(Entries provided)

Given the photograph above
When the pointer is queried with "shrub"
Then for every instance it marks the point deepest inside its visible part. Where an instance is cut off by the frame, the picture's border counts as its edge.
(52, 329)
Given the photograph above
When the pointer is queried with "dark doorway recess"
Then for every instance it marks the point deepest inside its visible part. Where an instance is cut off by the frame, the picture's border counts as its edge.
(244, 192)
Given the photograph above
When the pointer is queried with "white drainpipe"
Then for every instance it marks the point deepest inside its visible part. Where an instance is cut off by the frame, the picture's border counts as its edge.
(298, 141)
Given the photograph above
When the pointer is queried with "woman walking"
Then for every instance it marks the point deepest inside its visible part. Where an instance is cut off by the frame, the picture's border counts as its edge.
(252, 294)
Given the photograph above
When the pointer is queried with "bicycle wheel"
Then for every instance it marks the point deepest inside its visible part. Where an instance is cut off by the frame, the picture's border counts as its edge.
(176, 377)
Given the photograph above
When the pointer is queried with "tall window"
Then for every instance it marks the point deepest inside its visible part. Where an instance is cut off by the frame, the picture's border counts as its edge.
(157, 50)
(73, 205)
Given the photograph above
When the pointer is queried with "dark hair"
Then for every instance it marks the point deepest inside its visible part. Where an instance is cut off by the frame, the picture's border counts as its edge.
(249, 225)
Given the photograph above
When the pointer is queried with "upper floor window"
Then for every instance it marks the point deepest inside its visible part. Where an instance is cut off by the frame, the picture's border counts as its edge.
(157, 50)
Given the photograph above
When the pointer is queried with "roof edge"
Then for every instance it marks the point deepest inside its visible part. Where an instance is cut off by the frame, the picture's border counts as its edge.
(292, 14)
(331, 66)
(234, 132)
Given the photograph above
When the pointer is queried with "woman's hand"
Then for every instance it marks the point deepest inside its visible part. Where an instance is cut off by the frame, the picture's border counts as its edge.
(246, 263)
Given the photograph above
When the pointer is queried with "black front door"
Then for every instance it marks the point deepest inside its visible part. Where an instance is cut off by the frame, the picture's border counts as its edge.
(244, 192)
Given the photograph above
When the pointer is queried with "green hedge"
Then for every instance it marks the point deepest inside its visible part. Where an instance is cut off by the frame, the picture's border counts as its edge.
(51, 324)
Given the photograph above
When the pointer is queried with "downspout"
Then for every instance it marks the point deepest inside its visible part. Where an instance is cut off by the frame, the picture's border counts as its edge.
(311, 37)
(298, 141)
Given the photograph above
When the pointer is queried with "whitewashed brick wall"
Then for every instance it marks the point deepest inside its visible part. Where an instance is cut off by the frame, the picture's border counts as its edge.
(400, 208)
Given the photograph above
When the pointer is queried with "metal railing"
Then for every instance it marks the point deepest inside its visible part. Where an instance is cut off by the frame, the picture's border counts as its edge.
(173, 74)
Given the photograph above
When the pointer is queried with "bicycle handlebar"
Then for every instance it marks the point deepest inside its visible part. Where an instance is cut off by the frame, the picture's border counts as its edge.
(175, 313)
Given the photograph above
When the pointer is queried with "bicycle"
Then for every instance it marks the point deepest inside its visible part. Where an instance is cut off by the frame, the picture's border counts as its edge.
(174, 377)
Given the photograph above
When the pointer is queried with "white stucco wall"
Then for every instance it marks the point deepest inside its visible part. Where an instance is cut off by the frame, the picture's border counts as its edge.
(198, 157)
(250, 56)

(End Entries provided)
(Entries provided)

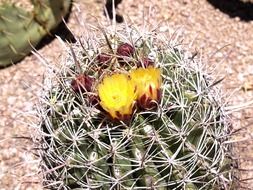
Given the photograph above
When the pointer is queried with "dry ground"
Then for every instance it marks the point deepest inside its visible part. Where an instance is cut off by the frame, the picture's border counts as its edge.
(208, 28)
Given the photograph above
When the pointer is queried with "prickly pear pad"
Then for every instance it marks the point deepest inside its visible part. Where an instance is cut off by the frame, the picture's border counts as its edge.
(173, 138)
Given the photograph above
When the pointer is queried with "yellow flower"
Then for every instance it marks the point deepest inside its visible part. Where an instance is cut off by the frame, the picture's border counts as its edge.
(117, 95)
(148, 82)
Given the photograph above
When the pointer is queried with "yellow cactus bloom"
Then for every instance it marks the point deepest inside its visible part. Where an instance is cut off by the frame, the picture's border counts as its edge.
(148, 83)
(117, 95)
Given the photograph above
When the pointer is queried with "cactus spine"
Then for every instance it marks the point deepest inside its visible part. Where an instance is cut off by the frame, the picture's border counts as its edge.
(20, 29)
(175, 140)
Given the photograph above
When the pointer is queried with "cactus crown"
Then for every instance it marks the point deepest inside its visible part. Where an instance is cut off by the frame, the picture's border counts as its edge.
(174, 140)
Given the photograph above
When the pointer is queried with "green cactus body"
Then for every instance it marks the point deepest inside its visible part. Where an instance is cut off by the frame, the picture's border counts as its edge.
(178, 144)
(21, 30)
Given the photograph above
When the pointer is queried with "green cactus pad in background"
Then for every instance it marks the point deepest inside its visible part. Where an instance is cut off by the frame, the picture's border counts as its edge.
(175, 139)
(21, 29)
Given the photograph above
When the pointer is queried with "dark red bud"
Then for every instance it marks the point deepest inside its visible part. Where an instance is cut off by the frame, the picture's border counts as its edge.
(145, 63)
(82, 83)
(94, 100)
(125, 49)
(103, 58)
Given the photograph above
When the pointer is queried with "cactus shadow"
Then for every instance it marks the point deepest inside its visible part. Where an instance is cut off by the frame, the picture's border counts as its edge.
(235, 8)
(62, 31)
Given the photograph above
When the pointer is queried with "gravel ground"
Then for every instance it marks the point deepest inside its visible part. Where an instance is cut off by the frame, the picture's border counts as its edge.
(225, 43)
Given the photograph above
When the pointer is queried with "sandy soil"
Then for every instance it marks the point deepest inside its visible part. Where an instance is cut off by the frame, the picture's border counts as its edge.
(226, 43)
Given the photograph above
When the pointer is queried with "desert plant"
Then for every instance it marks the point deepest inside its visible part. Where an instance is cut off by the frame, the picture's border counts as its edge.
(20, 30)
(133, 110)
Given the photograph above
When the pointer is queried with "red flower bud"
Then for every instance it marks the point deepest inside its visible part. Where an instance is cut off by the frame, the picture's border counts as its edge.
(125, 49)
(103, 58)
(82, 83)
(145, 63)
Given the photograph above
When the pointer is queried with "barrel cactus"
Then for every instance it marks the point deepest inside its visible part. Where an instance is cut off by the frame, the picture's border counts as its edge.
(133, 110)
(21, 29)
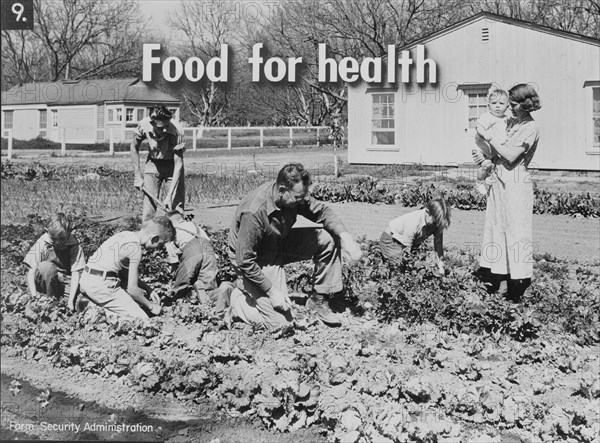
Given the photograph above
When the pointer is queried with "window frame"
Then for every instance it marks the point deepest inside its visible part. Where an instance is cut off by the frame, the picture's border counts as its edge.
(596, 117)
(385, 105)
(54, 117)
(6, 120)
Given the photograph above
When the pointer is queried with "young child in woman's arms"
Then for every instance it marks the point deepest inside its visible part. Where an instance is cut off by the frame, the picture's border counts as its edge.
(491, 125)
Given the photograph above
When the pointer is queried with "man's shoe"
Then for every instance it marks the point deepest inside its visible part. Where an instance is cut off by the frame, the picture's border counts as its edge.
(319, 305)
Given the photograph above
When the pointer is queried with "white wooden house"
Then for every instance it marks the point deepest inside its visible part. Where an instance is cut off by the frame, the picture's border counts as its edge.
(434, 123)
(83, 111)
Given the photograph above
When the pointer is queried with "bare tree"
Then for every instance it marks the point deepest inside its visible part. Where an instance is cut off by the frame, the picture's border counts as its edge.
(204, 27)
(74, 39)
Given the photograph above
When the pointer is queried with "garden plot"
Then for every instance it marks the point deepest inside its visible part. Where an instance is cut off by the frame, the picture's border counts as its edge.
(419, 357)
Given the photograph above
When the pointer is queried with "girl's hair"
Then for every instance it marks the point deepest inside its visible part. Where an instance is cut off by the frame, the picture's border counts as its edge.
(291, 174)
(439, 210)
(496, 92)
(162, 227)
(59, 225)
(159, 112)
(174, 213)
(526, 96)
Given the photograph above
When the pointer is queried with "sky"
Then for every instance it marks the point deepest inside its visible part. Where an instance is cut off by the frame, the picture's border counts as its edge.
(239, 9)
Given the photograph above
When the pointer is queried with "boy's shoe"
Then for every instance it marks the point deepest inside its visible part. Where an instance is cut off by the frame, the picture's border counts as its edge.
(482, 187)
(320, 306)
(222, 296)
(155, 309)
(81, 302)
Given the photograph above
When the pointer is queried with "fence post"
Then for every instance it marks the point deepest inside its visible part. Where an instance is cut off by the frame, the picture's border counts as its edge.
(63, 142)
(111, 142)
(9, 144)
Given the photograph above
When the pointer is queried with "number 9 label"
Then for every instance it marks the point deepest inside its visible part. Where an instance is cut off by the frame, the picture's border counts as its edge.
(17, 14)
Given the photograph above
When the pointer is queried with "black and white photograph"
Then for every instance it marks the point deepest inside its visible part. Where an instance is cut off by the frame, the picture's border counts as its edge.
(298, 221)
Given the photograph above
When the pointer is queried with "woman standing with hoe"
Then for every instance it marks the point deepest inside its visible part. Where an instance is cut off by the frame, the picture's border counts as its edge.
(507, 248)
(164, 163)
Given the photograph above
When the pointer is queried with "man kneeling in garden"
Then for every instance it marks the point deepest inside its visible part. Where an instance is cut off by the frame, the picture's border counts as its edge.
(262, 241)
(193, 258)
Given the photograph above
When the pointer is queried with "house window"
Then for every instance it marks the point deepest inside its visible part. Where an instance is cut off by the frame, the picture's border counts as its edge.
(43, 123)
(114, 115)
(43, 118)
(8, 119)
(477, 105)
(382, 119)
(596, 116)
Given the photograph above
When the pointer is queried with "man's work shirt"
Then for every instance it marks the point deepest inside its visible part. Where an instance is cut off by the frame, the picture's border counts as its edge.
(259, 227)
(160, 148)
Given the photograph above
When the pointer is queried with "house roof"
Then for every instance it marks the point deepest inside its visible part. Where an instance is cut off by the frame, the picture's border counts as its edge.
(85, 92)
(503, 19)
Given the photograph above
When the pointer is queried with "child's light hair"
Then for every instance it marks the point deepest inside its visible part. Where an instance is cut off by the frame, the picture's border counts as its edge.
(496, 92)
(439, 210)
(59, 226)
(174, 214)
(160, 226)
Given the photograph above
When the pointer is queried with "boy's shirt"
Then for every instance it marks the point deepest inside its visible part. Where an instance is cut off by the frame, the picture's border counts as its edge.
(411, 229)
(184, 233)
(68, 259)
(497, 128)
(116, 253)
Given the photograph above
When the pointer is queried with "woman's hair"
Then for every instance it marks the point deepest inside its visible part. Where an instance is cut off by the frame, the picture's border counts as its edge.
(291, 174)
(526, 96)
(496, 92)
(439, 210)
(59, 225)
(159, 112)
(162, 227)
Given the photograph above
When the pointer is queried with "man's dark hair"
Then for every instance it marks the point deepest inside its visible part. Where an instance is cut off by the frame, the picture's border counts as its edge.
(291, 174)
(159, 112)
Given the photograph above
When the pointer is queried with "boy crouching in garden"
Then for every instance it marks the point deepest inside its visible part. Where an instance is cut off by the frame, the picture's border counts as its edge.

(End Entries provided)
(Entries provided)

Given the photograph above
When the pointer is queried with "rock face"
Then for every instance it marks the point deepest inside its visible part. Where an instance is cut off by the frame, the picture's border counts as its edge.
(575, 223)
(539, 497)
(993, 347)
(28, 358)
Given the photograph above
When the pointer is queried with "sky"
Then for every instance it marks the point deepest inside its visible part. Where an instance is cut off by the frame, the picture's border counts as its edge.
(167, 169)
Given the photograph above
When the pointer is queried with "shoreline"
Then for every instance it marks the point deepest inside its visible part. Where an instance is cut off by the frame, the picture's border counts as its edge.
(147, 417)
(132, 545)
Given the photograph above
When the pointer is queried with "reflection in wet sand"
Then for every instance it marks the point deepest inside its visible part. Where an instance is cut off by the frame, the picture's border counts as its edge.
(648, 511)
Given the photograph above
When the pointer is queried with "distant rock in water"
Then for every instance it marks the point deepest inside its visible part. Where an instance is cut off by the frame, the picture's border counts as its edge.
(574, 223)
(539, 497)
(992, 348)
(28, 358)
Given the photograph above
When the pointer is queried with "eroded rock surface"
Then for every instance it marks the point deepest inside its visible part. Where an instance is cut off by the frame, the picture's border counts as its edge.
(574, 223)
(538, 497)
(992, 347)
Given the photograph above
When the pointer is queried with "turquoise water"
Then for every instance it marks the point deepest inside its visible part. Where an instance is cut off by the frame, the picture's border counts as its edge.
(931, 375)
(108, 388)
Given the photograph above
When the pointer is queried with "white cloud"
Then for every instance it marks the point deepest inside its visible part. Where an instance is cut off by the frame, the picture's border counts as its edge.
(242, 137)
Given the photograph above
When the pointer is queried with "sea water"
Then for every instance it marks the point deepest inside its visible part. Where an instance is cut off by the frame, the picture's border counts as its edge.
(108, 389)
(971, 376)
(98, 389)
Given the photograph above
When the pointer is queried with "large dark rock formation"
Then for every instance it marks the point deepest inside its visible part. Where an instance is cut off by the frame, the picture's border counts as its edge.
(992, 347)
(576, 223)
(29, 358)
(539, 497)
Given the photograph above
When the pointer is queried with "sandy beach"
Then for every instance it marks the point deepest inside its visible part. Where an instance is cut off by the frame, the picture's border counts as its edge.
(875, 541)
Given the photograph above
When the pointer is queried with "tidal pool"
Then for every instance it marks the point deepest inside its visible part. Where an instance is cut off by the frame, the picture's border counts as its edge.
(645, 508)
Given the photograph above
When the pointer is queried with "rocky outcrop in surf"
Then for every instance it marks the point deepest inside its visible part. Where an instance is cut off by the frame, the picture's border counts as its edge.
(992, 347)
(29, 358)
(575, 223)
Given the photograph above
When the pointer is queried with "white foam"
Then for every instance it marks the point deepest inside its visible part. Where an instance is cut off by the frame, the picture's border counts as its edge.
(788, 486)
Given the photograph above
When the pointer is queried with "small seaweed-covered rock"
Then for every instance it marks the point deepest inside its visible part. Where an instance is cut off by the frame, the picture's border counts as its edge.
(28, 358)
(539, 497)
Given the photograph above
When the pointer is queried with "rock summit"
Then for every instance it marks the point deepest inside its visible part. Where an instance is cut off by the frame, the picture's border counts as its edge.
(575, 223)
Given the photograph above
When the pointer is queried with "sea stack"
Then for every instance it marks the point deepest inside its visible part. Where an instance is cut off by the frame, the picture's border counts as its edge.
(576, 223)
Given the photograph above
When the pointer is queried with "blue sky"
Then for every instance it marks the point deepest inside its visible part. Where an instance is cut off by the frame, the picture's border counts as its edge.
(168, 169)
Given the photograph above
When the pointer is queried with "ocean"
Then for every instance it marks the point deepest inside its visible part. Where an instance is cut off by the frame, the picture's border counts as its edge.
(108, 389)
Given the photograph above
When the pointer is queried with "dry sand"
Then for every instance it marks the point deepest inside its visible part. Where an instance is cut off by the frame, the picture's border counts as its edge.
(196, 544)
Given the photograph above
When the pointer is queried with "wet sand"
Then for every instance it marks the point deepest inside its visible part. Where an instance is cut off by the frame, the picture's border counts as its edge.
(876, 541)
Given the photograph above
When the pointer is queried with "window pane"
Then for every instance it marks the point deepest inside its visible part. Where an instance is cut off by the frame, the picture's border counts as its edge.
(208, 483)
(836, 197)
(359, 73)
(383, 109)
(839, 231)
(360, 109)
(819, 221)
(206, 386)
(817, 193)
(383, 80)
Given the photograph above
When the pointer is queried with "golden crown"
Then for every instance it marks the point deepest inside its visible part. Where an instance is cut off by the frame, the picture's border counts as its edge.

(End Entries provided)

Task item – Would you filter the records and copy out each line containing "garden"?

Result for this task –
When the pointer is queried with "garden plot"
When the pointer is queried with "man kneeling in garden"
When the pointer is queried with "boy crouching in garden"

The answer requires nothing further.